- **Problem**
Write each line exactly as it stands, from the line containing "A colleague claims the gravel" through the end of the data.

- **Records**
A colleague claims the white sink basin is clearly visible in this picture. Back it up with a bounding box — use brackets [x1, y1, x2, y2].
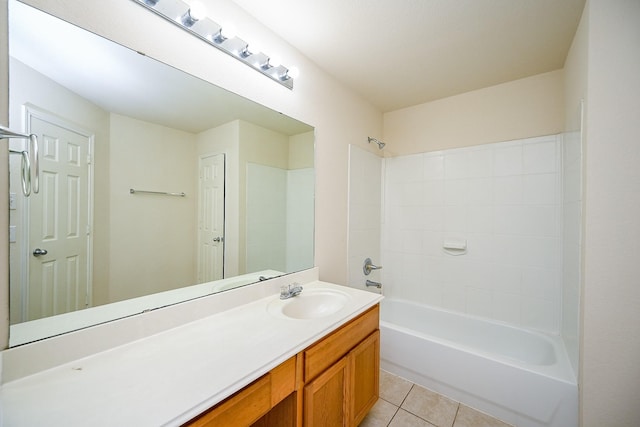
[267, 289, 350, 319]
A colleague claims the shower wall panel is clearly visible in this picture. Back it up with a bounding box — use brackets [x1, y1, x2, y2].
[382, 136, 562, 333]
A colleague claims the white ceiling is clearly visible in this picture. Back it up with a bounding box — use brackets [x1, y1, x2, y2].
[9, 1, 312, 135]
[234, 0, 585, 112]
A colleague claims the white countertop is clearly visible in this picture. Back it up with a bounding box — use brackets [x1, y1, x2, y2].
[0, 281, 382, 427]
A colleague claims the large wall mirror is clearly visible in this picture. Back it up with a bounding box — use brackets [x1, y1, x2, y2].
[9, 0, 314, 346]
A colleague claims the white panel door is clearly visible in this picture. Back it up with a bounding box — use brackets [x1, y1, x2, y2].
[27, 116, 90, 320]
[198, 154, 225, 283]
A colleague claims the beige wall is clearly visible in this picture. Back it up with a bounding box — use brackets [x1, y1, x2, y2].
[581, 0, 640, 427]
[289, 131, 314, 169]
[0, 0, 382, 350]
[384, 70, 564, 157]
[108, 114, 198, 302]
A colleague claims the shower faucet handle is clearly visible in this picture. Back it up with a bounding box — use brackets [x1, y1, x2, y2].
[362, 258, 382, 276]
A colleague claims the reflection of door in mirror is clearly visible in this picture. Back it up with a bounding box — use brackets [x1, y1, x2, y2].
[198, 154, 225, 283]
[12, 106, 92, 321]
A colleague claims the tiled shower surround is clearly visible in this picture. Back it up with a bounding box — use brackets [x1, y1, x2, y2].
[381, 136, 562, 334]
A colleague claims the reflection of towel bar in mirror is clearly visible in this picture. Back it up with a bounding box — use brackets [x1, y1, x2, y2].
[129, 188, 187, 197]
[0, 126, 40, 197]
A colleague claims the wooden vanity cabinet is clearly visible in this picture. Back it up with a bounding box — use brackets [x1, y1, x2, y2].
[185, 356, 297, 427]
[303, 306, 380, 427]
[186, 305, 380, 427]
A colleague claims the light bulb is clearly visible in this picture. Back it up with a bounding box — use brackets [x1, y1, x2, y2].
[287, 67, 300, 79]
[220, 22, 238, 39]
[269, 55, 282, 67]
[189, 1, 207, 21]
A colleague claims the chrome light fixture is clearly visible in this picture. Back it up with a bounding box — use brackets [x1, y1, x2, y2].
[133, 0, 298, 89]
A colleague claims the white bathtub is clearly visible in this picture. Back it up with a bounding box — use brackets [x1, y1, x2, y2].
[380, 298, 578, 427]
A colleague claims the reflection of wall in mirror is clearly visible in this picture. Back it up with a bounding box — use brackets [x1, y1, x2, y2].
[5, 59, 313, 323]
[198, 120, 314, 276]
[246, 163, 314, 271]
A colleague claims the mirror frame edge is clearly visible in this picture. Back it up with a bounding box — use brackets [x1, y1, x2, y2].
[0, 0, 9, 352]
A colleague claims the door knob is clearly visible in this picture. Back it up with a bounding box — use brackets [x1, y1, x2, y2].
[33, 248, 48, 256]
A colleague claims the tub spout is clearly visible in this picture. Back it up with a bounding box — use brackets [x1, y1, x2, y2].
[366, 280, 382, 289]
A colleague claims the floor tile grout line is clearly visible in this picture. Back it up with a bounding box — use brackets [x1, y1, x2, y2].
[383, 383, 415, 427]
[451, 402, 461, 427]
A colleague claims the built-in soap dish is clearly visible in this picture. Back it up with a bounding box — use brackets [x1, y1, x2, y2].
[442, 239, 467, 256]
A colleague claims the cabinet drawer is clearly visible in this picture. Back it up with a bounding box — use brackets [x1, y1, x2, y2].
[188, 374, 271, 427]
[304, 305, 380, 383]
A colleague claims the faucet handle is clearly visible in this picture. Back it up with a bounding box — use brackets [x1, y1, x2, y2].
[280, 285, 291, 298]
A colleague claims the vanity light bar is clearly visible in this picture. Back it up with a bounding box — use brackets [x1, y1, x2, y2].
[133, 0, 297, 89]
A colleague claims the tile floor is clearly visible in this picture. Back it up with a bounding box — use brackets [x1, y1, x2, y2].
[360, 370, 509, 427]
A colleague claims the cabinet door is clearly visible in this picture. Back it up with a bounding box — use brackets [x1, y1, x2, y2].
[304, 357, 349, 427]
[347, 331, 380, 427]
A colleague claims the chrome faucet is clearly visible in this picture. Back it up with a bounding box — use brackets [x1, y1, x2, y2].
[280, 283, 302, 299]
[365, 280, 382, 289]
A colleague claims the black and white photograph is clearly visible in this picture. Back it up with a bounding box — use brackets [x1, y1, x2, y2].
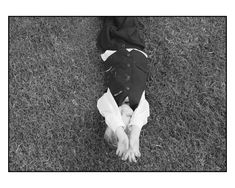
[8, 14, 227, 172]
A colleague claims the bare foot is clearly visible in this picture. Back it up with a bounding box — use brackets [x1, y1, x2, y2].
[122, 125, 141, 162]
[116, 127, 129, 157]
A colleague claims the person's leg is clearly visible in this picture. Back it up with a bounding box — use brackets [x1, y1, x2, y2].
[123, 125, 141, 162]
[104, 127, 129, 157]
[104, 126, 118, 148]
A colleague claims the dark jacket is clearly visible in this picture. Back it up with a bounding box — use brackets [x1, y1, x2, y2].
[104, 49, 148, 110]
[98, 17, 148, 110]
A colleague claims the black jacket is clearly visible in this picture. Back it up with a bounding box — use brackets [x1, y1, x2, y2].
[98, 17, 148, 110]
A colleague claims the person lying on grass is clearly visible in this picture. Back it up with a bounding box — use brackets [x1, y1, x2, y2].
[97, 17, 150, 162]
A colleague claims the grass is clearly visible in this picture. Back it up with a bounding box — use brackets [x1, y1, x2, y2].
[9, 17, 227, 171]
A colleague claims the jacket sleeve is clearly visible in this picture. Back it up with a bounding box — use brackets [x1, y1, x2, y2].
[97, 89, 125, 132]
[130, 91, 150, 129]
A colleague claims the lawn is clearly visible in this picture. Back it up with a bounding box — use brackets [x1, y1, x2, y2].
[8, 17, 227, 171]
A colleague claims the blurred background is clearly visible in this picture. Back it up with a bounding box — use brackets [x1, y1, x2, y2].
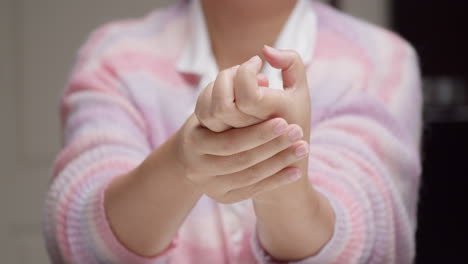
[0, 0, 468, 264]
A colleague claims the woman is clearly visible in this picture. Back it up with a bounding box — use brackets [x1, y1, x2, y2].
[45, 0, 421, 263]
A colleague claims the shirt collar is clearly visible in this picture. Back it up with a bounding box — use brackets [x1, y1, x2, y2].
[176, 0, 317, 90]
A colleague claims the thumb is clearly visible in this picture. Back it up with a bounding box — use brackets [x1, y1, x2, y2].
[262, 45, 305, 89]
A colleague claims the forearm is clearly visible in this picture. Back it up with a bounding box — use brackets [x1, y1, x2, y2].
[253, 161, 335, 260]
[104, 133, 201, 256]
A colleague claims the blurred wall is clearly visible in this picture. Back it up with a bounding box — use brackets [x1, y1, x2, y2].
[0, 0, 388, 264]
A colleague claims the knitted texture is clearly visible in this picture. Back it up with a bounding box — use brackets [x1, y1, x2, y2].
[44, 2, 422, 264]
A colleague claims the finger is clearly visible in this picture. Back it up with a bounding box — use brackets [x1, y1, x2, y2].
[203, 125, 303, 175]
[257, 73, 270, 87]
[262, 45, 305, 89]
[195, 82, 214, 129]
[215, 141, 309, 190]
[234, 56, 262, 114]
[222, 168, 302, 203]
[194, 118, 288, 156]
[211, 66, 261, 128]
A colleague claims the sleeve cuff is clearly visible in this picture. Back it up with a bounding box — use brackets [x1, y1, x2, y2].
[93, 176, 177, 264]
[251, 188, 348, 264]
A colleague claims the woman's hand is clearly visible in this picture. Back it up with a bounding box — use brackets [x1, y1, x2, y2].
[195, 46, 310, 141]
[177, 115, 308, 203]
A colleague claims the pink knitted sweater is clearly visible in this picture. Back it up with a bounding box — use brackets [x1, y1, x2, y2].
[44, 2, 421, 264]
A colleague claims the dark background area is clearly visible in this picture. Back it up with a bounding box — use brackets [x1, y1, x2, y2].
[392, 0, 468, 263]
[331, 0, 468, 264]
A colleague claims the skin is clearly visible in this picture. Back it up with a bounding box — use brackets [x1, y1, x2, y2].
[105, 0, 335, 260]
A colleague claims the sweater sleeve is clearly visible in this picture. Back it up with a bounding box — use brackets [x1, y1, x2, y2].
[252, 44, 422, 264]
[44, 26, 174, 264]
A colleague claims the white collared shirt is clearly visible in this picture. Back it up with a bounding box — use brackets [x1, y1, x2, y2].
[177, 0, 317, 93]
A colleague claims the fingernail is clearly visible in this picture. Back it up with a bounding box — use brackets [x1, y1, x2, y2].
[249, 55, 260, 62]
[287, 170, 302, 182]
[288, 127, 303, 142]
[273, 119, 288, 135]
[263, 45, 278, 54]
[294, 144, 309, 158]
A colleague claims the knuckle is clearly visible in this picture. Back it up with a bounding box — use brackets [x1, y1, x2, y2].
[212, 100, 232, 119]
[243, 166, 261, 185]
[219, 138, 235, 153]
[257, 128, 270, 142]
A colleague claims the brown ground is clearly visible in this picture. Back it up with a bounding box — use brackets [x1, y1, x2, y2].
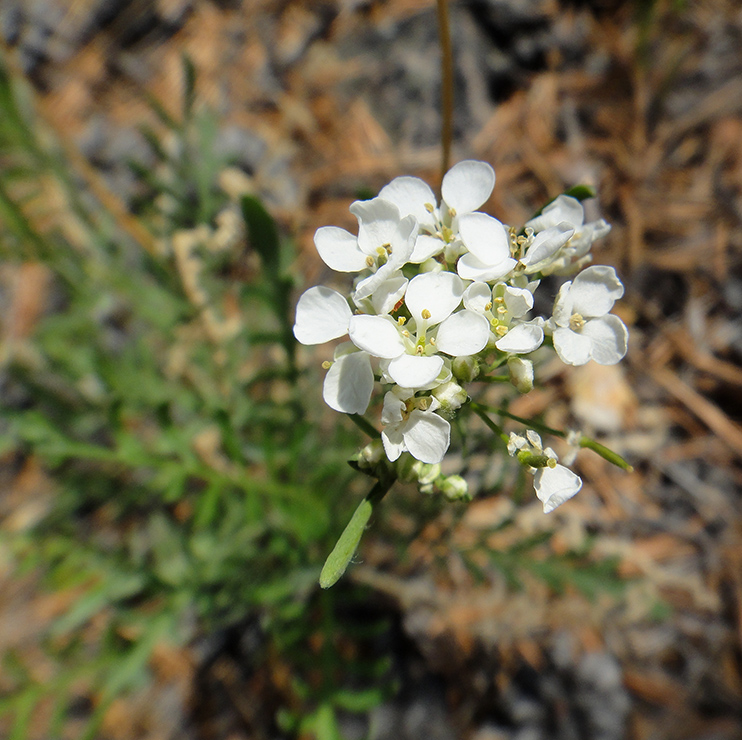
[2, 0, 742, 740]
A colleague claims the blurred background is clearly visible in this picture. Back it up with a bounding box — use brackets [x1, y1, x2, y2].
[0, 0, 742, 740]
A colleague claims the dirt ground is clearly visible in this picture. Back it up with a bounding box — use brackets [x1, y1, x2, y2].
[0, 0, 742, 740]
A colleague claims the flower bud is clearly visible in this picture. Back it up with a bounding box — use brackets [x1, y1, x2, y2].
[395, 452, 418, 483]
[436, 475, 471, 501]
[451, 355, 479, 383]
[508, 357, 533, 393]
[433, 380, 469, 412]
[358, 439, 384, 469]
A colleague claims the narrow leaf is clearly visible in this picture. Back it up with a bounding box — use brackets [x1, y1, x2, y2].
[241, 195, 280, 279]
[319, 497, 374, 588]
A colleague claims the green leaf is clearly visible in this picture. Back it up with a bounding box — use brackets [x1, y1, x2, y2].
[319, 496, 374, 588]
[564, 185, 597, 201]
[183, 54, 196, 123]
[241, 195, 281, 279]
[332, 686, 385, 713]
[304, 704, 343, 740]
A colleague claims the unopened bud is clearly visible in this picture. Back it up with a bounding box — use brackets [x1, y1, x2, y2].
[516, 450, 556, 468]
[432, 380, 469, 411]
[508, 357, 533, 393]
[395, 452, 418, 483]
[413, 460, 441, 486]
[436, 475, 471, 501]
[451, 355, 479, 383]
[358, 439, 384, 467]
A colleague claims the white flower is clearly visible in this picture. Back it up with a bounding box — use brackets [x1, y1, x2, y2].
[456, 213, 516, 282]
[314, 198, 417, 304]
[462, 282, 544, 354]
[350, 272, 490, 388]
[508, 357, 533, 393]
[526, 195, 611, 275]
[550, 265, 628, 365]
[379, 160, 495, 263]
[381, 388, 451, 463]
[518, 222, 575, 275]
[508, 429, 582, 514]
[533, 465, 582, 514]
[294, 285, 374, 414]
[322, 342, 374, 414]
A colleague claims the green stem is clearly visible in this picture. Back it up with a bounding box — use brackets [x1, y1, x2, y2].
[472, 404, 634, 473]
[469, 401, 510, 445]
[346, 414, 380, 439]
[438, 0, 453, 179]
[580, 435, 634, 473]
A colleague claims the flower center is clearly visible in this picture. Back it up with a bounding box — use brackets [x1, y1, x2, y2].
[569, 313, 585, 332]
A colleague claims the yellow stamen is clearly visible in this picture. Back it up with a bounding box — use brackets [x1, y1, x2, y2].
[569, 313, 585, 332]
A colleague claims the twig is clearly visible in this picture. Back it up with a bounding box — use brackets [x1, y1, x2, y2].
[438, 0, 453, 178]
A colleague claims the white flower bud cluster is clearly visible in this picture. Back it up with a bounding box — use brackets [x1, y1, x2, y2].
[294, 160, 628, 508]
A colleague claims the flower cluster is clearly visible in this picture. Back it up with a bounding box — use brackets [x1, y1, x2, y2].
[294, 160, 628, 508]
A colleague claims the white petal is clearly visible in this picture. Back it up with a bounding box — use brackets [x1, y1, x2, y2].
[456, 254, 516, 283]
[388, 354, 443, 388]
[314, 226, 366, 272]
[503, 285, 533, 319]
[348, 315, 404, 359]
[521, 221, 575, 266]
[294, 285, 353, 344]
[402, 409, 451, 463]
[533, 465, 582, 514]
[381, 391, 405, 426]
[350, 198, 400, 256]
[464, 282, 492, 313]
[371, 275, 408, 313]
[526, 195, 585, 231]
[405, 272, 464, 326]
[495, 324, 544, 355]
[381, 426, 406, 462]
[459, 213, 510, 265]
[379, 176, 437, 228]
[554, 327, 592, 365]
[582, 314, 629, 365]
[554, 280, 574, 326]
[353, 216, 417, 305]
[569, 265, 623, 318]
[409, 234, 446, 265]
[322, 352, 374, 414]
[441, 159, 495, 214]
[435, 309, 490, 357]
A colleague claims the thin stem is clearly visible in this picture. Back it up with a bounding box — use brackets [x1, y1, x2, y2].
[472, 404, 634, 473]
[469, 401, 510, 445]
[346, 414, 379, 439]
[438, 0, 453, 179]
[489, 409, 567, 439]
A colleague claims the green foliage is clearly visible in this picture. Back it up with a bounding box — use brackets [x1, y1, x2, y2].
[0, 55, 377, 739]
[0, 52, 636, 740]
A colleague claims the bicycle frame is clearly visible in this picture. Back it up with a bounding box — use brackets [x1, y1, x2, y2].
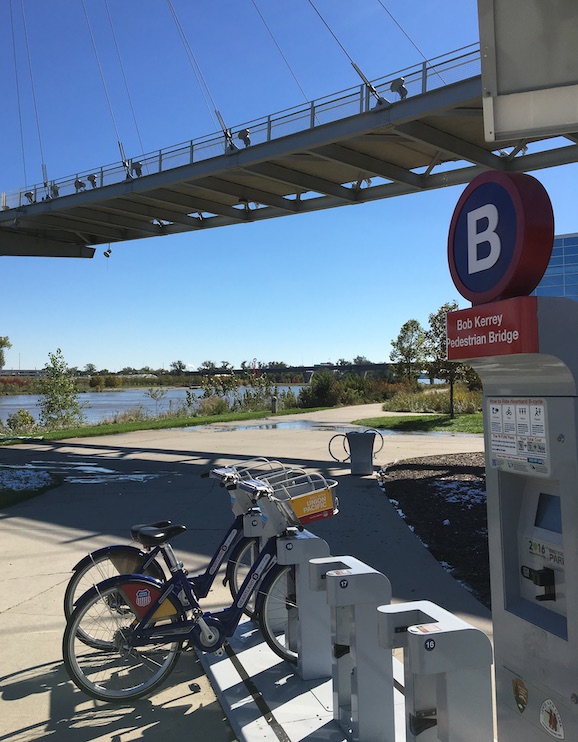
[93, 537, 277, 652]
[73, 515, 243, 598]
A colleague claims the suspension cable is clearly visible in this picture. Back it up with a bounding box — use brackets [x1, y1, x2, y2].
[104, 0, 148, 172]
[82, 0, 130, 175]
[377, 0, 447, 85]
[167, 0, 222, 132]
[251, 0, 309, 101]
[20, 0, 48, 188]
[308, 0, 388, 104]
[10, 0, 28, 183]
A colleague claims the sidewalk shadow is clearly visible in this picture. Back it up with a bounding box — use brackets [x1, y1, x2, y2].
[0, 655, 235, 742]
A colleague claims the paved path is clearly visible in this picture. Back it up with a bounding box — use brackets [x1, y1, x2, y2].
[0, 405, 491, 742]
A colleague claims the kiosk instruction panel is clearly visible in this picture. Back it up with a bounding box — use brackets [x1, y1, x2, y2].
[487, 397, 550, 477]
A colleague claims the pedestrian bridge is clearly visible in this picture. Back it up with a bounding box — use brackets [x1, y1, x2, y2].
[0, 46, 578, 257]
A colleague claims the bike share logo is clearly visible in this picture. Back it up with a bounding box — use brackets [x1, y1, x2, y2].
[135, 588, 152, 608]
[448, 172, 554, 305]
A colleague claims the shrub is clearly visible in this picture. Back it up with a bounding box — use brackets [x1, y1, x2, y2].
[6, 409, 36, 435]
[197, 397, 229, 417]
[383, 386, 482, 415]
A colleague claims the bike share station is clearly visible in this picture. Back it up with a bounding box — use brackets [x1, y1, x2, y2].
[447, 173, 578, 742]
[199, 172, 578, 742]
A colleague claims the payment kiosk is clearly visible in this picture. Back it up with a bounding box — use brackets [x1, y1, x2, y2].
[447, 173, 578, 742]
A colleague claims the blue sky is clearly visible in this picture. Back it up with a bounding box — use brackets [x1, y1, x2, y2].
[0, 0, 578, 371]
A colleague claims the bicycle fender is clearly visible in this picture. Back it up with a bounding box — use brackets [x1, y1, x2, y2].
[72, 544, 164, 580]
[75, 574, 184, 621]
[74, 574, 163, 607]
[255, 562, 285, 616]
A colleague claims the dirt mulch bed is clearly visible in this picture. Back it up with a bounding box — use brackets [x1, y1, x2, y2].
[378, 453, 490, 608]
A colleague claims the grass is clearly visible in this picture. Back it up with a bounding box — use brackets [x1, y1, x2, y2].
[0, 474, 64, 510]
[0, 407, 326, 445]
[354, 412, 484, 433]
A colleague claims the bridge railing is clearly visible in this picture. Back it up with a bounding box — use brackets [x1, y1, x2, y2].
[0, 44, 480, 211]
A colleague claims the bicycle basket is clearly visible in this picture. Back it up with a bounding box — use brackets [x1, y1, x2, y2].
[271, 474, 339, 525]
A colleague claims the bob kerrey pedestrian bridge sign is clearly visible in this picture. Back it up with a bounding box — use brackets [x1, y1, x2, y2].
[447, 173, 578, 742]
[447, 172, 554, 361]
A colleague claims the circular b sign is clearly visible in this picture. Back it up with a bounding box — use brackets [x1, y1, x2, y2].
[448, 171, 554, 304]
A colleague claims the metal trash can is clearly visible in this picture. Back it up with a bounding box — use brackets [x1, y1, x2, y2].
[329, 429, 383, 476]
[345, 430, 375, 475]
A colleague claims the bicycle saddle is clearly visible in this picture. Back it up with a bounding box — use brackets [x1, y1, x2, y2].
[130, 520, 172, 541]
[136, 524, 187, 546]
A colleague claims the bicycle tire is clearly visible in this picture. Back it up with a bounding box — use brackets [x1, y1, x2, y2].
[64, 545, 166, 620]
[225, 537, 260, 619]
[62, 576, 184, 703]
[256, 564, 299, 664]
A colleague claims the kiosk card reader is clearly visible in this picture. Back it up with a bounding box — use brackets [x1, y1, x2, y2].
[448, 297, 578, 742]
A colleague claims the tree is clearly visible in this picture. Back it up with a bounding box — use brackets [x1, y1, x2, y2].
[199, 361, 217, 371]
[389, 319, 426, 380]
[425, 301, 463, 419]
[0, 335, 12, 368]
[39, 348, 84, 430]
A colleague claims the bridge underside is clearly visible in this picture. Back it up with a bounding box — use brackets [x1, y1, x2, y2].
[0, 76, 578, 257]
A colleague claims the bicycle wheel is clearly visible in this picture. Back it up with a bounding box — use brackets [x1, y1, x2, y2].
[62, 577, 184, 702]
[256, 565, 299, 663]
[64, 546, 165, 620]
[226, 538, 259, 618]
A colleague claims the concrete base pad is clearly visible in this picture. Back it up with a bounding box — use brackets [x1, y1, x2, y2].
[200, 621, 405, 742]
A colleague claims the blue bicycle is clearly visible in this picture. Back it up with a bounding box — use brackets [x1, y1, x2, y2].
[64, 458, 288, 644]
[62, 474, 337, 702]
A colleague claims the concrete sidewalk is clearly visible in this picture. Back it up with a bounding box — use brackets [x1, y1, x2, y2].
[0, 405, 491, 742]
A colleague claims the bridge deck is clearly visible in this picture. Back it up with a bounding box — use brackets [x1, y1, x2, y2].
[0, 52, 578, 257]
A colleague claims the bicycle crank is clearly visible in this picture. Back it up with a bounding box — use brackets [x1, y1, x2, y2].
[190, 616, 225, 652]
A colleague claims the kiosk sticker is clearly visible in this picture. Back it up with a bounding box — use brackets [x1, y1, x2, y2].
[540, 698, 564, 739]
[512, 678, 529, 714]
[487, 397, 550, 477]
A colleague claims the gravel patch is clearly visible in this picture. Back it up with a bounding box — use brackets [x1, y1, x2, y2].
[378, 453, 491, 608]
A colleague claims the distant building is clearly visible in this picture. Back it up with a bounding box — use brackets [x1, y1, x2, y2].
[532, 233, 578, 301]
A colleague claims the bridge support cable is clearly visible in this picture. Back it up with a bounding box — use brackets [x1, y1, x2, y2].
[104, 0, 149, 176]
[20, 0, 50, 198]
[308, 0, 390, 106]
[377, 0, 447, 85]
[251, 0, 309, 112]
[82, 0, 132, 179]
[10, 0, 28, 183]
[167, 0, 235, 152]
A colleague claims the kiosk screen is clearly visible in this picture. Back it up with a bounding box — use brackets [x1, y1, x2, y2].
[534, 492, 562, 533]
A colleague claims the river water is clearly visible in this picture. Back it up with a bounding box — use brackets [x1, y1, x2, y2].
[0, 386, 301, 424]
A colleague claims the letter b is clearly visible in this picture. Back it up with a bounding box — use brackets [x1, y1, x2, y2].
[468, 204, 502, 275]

- **Written response**
A colleague claims the gravel patch is clearly visible in this picture. Back it up with a bounding box — use brackets [x1, y1, x2, y2].
[378, 453, 491, 608]
A colleague claims the distant building is clearly visible in this picture. Back it up with a bounding box — use brackets [x1, y1, x2, y2].
[532, 233, 578, 301]
A colleague claims the bridge support cable is clearly visible in this picture. Back it up with a bounding box — use brackets [x1, y1, x2, y2].
[104, 0, 149, 176]
[20, 0, 50, 198]
[308, 0, 390, 106]
[377, 0, 447, 85]
[251, 0, 309, 112]
[82, 0, 132, 179]
[10, 0, 28, 183]
[167, 0, 235, 152]
A colleague claims the kiosk screen is clearly visible in this picture. Back it up with a bounding box — use brackets [x1, y1, x2, y2].
[534, 492, 562, 533]
A colleague claims the river water is clearly visible in this picture. Back it up with a bounding box — use brackets [x1, y1, x2, y2].
[0, 386, 301, 424]
A colleague claims the letter b is clearly visible in this picture. Back it up with a bounding box — use brackets [x1, y1, x2, y2].
[468, 204, 502, 275]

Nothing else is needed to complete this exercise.